- Given instruction -
Reproduce every line of the listing verbatim, omitting the pictures from your answer.

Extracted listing
+-------+

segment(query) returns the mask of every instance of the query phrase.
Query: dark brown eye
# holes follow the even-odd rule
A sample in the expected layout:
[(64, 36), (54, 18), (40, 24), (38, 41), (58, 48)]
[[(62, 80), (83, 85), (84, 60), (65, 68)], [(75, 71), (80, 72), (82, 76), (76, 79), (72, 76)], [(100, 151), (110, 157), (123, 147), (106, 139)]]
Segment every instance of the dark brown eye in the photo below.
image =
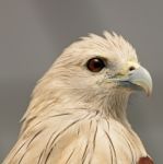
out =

+-------+

- Answer for the task -
segment(query) returns the mask of every instance of the query phrase.
Query: dark brown eye
# holes follow the even-odd rule
A sample in the expected layout:
[(64, 36), (54, 18), (40, 24), (38, 41), (58, 48)]
[[(62, 80), (83, 85), (84, 60), (65, 68)], [(75, 71), (80, 72), (82, 76), (76, 79), (72, 76)], [(100, 151), (110, 157), (123, 147), (106, 139)]]
Segment every instance of the dark brown eye in the photo below.
image =
out =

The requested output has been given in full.